** Source material follows **

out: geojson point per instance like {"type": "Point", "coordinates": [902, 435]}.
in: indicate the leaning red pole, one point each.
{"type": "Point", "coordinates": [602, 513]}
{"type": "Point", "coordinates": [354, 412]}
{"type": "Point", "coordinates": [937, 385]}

** End of Source material **

:: To do ::
Set all the data down again, exactly as it reads above.

:: Reply ::
out: geojson point per instance like {"type": "Point", "coordinates": [902, 435]}.
in: indicate the leaning red pole, one point each.
{"type": "Point", "coordinates": [602, 513]}
{"type": "Point", "coordinates": [354, 412]}
{"type": "Point", "coordinates": [937, 385]}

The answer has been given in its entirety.